Stored data |
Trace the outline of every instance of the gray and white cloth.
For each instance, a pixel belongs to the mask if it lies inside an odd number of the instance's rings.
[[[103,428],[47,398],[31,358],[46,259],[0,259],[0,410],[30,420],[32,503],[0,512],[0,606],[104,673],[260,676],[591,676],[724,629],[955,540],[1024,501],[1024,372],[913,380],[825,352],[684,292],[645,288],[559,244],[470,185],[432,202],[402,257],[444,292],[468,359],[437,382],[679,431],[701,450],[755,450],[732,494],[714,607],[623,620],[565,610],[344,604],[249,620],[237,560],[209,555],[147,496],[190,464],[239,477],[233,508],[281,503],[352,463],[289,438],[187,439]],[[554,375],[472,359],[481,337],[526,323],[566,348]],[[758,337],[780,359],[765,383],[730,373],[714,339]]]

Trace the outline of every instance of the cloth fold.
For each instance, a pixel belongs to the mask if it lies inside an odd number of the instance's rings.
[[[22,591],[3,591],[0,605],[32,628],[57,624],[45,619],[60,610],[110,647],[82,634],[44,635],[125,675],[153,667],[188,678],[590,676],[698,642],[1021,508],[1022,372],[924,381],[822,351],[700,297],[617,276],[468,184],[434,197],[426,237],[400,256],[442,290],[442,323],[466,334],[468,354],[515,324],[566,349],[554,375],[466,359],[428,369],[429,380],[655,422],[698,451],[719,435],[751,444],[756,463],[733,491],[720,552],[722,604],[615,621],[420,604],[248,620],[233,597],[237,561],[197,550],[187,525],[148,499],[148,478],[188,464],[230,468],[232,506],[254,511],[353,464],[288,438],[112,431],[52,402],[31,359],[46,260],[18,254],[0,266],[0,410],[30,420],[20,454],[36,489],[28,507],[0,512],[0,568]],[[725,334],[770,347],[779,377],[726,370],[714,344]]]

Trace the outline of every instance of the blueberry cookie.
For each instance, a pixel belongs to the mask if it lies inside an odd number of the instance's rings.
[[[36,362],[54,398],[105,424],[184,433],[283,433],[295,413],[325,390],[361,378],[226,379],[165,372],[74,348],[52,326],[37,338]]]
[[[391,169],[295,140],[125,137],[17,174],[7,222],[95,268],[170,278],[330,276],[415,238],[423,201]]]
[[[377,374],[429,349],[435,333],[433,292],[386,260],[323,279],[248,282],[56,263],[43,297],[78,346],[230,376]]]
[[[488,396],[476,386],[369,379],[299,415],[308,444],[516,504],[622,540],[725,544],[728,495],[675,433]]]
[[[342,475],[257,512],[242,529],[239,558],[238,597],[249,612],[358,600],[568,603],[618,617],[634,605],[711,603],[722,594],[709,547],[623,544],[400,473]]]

AIM OF THE TASK |
Output every line of the listing above verbatim, keeping the original order and changing nothing.

EXERCISE RESULT |
Trace the outline of every instance of the gray and white cloth.
For each instance, a pixel belongs to the mask if it lies inside an odd number of the instance's rings.
[[[103,428],[47,398],[31,358],[46,259],[0,259],[0,410],[30,420],[32,503],[0,512],[0,606],[104,673],[260,676],[591,676],[724,629],[955,540],[1024,501],[1024,372],[913,380],[825,352],[684,292],[645,288],[559,244],[470,185],[432,202],[402,257],[444,292],[468,359],[437,382],[679,431],[701,450],[755,450],[732,494],[714,607],[623,620],[565,610],[344,604],[249,620],[237,560],[209,555],[147,496],[190,464],[239,477],[233,508],[281,503],[352,463],[289,438],[187,439]],[[554,375],[472,359],[481,337],[526,323],[566,348]],[[758,337],[780,359],[765,383],[730,373],[714,339]]]

Trace the outline of every instance of the cloth fold.
For each instance, a pixel belongs to the mask if it lies inside an odd number of the instance's rings.
[[[22,591],[3,591],[0,605],[32,628],[57,624],[45,619],[60,610],[110,647],[82,634],[44,635],[125,675],[153,667],[188,678],[590,676],[698,642],[1021,508],[1022,372],[924,381],[822,351],[700,297],[617,276],[468,184],[434,197],[426,237],[400,256],[442,290],[442,323],[466,334],[468,354],[515,324],[566,349],[554,375],[466,359],[428,369],[429,380],[655,422],[698,451],[719,435],[751,444],[756,463],[733,491],[720,552],[722,604],[615,621],[420,604],[248,620],[233,597],[237,561],[197,550],[187,525],[148,499],[148,478],[188,464],[230,468],[232,506],[254,511],[353,464],[288,438],[112,431],[52,402],[31,359],[46,260],[18,254],[0,266],[0,410],[30,420],[20,454],[36,489],[28,507],[0,512],[0,568]],[[725,334],[770,347],[779,377],[726,370],[714,344]]]

Trace the outline of every instance of the blueberry cookie.
For each instance, a pixel belongs to the mask if it lies inside an odd number of the instance's rings.
[[[36,362],[54,398],[105,424],[184,433],[283,433],[295,413],[325,390],[361,378],[226,379],[165,372],[74,348],[52,326],[37,338]]]
[[[391,169],[295,140],[125,137],[17,174],[7,222],[95,268],[170,278],[330,276],[415,238],[423,201]]]
[[[377,374],[429,349],[435,333],[433,292],[386,260],[323,279],[248,282],[56,263],[43,297],[78,346],[230,376]]]
[[[488,396],[476,386],[369,379],[299,415],[308,444],[516,504],[622,540],[725,544],[728,495],[675,433]]]
[[[342,475],[257,512],[242,529],[239,558],[238,597],[249,612],[358,600],[568,603],[618,617],[634,605],[711,603],[722,594],[709,547],[623,544],[400,473]]]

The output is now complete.